*Listing*:

** start **

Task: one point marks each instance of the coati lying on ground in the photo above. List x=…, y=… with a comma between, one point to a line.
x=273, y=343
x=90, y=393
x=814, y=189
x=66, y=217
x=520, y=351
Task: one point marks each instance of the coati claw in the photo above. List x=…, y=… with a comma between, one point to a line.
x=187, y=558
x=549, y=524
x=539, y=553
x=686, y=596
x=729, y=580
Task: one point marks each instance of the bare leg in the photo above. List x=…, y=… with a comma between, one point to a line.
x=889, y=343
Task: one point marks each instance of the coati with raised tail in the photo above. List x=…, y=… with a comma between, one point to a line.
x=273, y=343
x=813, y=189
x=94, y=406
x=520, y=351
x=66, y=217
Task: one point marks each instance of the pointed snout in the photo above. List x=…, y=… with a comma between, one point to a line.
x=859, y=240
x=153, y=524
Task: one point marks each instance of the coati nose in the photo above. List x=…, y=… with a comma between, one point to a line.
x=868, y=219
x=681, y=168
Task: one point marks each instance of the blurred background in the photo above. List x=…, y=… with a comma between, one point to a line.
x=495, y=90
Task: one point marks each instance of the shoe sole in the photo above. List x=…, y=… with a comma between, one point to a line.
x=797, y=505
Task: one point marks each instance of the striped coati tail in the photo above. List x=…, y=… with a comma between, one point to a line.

** end **
** start **

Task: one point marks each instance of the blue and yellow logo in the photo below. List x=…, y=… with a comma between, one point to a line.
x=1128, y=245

** end **

Convert the lines starting at the one containing "Task: one point marks each instance of the bare" and ending at the one containing "x=889, y=343" into a JSON list of strings, one string per line, with blank lines left out.

[
  "Task: one point marks each instance of the bare leg in the photo above. List x=…, y=… with a comma between, one point to a line.",
  "x=889, y=343"
]